▶ **PAGE EXTRACT**
NELP to USDA: Faster poultry-processing line speeds during COVID-19 pandemic ‘irresponsible and reckless’
Washington — The U.S. Department of Agriculture’s Food Safety Inspection Service in April approved 15 poultry processing plants’ requests to increase line speeds 25% – despite reported cases of COVID-19 among workers and at least one fatality related to the ongoing pandemic, according to a new policy brief from the National Employment Law Project.
After analyzing public data, NELP contends that USDA’s actions to permit line speeds to increase to 175 birds a minute – up from the current limit of 140 birds – will endanger the health and safety of poultry workers.
“This irresponsible and reckless action by USDA, taken behind closed doors, will directly increase the risks to poultry workers and their communities of severe injury, illness and death,” NELP claims in the June 17 brief.
FSIS announced in a September 2018 Federal Register notice that it would grant waivers to allow line speeds to increase to 175 birds a minute if plant operators:
- Operate under the New Poultry Inspection System for at least one year and comply with NPIS requirements during that time.
- Have a “demonstrated history” of regulatory compliance, including not being involved in a public health alert or an enforcement action triggered by a Food Safety Assessment in the past 120 days.
- Demonstrate that new equipment, procedures or technologies that allow for operation at a faster line speed will maintain or improve food safety.
- Provide details about the establishment’s Hazard Analysis and Critical Control Point system, including plans for the inhibition and reduction of salmonella.
- Provide supporting information on how the increased line speed will not impact FSIS employee safety negatively or interfere with inspection procedures.
In February, a coalition of groups – including the Humane Society of the United States and the Government Accountability Project – filed a lawsuit in the U.S. District Court for the Northern District of California challenging the action, arguing that USDA is “virtually guaranteeing increases in animal cruelty and public health dangers.”
An FSIS spokesperson told Safety+Health the agency believes “so-called food safety advocates” are ignoring the role that running at maximum allowable line speeds plays in controlling for pathogens.
“As announced in a February 2018 Constituent Update,” the spokesperson said, “FSIS was considering waiver requests from NPIS young chicken establishments to permit these establishments to test new equipment, technologies or procedures that will allow them to maintain process control at faster line speeds.

▶ **EXTRACTED INFORMATION**
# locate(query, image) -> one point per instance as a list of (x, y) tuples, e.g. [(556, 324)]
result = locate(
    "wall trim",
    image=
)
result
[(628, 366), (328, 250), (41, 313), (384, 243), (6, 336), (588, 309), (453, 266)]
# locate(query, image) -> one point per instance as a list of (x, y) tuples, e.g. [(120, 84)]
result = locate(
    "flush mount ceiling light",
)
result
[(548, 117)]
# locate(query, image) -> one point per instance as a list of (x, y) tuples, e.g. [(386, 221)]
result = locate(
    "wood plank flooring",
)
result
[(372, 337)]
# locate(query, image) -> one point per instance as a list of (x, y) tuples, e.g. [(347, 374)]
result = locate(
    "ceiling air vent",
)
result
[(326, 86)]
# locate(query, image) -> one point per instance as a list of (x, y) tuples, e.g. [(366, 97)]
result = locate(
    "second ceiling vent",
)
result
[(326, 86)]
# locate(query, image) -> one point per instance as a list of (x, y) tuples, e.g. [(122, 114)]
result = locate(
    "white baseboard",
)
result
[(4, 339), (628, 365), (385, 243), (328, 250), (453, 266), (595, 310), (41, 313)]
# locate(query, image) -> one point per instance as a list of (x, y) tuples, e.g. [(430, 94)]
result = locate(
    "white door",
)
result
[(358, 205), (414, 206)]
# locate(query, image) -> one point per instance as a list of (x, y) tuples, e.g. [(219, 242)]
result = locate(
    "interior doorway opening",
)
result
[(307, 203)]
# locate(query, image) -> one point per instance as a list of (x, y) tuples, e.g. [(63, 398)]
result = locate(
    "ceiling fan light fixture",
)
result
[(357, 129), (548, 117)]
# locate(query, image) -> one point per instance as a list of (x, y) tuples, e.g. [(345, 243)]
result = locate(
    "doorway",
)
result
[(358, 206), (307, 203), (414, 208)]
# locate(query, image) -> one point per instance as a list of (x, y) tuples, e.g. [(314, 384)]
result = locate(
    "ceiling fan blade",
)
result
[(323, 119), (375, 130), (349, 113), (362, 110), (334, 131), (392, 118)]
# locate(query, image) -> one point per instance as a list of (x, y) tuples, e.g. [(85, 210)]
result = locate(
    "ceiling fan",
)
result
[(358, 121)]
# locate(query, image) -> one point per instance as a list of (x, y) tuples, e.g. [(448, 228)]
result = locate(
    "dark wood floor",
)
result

▶ **REQUIRED TASKS**
(a) Repeat everything in the poultry line speed article from "- Provide details" down to "controlling for pathogens.".
(b) Carry on the poultry line speed article from its last sentence.
The rows were drawn from a different source than the poultry line speed article.

▶ **PER-TASK ANSWERS**
(a)
- Provide details about the establishment’s Hazard Analysis and Critical Control Point system, including plans for the inhibition and reduction of salmonella.
- Provide supporting information on how the increased line speed will not impact FSIS employee safety negatively or interfere with inspection procedures.
In February, a coalition of groups – including the Humane Society of the United States and the Government Accountability Project – filed a lawsuit in the U.S. District Court for the Northern District of California challenging the action, arguing that USDA is “virtually guaranteeing increases in animal cruelty and public health dangers.”
An FSIS spokesperson told Safety+Health the agency believes “so-called food safety advocates” are ignoring the role that running at maximum allowable line speeds plays in controlling for pathogens.

(b)
“FSIS intends to use the data collected from the young chicken establishments that are granted waivers to evaluate their ability to maintain process control when operating at line speeds up to 175 birds per minute. FSIS stopped accepting new requests for line speed waivers on March 20 – weeks before the Centers for Disease Control and Prevention and OSHA issued their guidance for the meatpacking industry – because the agency decided that it will have enough establishments operating under waivers to provide the data that will allow us to determine whether to move forward with rulemaking.”
Tom Super, spokesperson for the National Chicken Council – a past advocate for unrestricted line speeds – told S+H the waivers “are the result of a process that started, in most cases, more than a year ago, well before COVID-19 began,” and involve a part of the processing line that “is almost entirely automated, with very few workers who are already spaced out.”
Super referenced various research he said shows that plants can operate safely at processing line speeds of up to 175 birds a minute, as well as data showing an 84% decrease in occupational injuries and illnesses among poultry slaughter and processing workers over the past 25 years.
“Whether plants are operating at 125, 140 or 175, plants have taken every precaution to help keep workers safe,” Super said, “including social distancing; temperature checks; installing plastic barriers between workstations where distancing is challenging; providing masks, faceshields and gloves for workers; staggering shifts; making break rooms available outside; multiple hand sanitizing stations; extra cleaning and sanitation of the plant; educating employees about steps to take at home to keep healthy; encouraging sick or vulnerable employees to stay home with paid sick leave; and testing for the virus.”